■ **Consigne 1**: Dans le texte sur les consultations publiques, quel exemple montre l'État qui envoie la police?
■ **Consigne 2**: Rédigez la suite du texte sur les consultations publiques, après sa dernière phrase.

3.2.11 Orientation 1, objectif 1.3

On mentionne l’importance des consultations publiques. Or, cet énoncé est déficient. Pour éviter les consultations spectacles, des démarches de relations publiques malhonnêtes et autres tentatives de manufacturer l’acceptabilité sociale, il faut mettre en place et baliser, ce qui constitue une réelle consultation publique tenant compte des droits humains.

Le champ des droits humains est d’ailleurs bien fourni en études à ce sujet, notamment pour déterminer ce qu’est le consentement libre et éclairé d’une communauté, les mesures nécessaires pour faire en sorte de respecter les droits humains tels le droit à l’environnement, droit à la santé, droit à l’information et le droit à l’auto-détermination.

De plus, il ne faut pas oublier que c’est entre autres parce que l’État québécois semble avoir abdiqué son rôle de protecteur du territoire que les communautés sont aux prises avec les compagnies directement. L’État est davantage partenaire des projets extractifs que protecteur des communautés et de l’environnement. Il abandonne souvent les communautés à leur sors, par exemple dans le cas de la poursuite de Gastem contre Ristigouche Sud-Est.

Malheureusement, on voit l’État intervenir seulement lorsque les communautés, exaspérées et désespérées, tentent des actions citoyennes comme des blocages de routes ou des manifestations, par exemple dans le blocus de la 138 par les Innus de la Côte-Nord. À ce moment-là, on envoie la police.

3.2.14 Orientation 2

Encore une fois, on parle d’une vague « transition vers ce modèle d’économie » sans expliquer à quel modèle on fait référence. De quel modèle on parle ? Pourquoi ne pas le nommer ? Si ce modèle est différent de l’autre, en quoi est-il différent ? Sera-t-il aussi basé sur l’accumulation de capital, la privatisation des profits et la collectivisation des dettes économiques et environnementales ? L’extraction de ressources naturelles ? La spéculation foncière ?

Il serait certes intéressant, à ce stade-ci, de faire une transition de l’économie à un mode sans pétrole dans une décroissance de l’activité économique et industrielle. Des transitions économiques, sociales et énergétiques s’imposent effectivement, et il serait stratégique d’entamer dès maintenant des démarches pour définir, en collaboration avec les communautés qui habitent les différentes régions, les infrastructures clés qui devraient être envisagées ainsi que les instances qui seraient appropriées dans ces démarches.

[Partie d'un fichier de données]
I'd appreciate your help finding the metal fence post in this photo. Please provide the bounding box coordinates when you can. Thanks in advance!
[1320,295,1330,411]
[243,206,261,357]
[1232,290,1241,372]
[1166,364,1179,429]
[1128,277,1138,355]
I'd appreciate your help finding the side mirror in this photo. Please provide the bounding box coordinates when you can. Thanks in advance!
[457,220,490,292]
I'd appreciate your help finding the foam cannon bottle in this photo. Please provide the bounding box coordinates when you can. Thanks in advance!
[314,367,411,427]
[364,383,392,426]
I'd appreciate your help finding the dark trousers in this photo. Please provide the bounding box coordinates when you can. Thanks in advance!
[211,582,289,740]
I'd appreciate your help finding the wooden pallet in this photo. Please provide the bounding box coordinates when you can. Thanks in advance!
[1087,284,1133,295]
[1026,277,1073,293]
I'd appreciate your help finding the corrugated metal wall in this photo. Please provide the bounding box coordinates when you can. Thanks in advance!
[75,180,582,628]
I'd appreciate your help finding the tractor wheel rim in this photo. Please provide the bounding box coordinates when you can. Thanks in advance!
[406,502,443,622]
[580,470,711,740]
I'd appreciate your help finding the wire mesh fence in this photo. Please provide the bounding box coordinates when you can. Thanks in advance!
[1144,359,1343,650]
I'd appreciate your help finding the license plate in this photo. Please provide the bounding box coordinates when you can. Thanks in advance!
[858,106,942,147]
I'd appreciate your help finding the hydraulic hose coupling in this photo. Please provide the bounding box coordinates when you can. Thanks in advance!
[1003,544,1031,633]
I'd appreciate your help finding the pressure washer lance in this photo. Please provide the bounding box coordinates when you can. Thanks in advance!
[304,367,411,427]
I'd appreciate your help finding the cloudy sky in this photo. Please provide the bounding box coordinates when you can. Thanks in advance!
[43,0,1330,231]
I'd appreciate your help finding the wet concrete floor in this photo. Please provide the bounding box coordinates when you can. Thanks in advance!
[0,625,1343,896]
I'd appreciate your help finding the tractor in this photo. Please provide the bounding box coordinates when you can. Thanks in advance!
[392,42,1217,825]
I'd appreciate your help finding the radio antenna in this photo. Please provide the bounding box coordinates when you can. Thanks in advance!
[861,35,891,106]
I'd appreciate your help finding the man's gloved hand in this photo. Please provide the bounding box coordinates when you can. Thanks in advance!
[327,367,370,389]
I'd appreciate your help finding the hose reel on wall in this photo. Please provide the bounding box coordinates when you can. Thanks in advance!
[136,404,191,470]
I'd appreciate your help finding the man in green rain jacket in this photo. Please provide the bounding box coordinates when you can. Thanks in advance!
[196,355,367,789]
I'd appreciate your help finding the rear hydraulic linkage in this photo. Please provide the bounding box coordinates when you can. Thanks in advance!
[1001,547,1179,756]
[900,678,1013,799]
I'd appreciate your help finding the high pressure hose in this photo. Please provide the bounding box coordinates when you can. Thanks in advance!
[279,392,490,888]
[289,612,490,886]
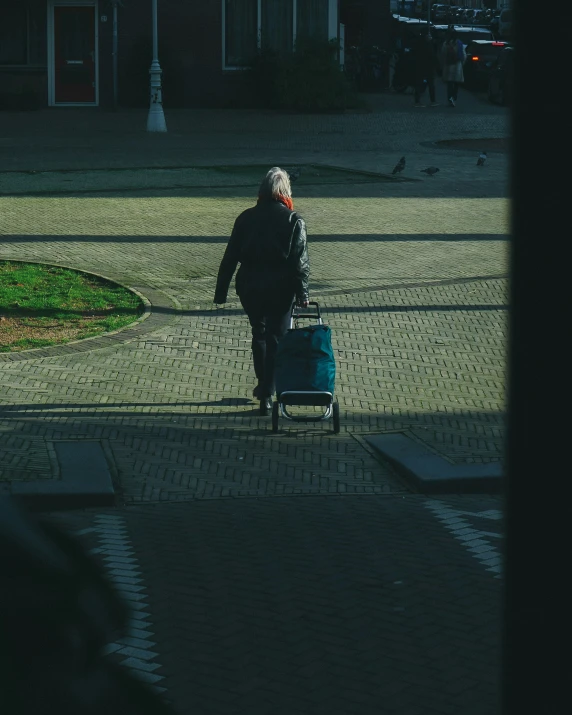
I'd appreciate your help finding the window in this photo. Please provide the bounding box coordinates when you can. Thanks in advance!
[296,0,329,40]
[0,6,47,66]
[222,0,338,69]
[0,7,28,65]
[223,0,258,67]
[260,0,294,54]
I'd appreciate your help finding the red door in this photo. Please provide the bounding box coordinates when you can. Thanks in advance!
[54,5,95,104]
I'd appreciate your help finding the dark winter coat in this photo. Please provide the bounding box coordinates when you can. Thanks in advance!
[214,200,310,303]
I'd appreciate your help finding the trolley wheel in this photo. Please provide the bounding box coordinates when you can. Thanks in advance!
[332,402,340,434]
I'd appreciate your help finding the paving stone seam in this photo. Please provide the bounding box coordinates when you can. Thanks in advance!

■ **Réponse rédigée 1**: Le blocus de la 138 par les Innus de la Côte-Nord.

■ **Réponse rédigée 2**:
3.2.18 Orientation 3

Voici l’orientation la plus importante et elle comporte seulement deux objectifs. Encore, ceux-là sont mal définis, leur formulation est vague et soporifique. On mentionne vouloir « concilier la création de la richesse économique et la conservation » (p.45), mais il s’agit là d’une expression erronée. Dans notre économie de plus en plus axée vers l’extraction de ressources naturelles, créer de la richesse économique et conserver la nature sont placées en contradiction. Pourquoi ne pas miser plutôt vers un enrichissement plus social que financier, un enrichissement du potentiel d’autonomie pour les générations futures ?

Il est impossible de résorber cette contradiction par une simple contorsion sémantique. Que se passe-t-il avec la Stratégie de développement durable si cette contradiction est irréconciliable ?

Il est présagé, un peu plus bas, une réponse : « L’application d’approches de conciliation dans les cas de conflits d’usage de territoires entre des groupes d’intervenants et des segments de la population peut aussi être envisagée » (p.45). Cette formulation n’a rien de rassurant. Tout récemment à Gaspé et Ristigouche Sud-Est il y avait une occasion d’intervenir et rien n’a été fait. Considérer des « segments de la population » est bien, mais la confiance à cet effet appelle à des balises beaucoup plus explicites.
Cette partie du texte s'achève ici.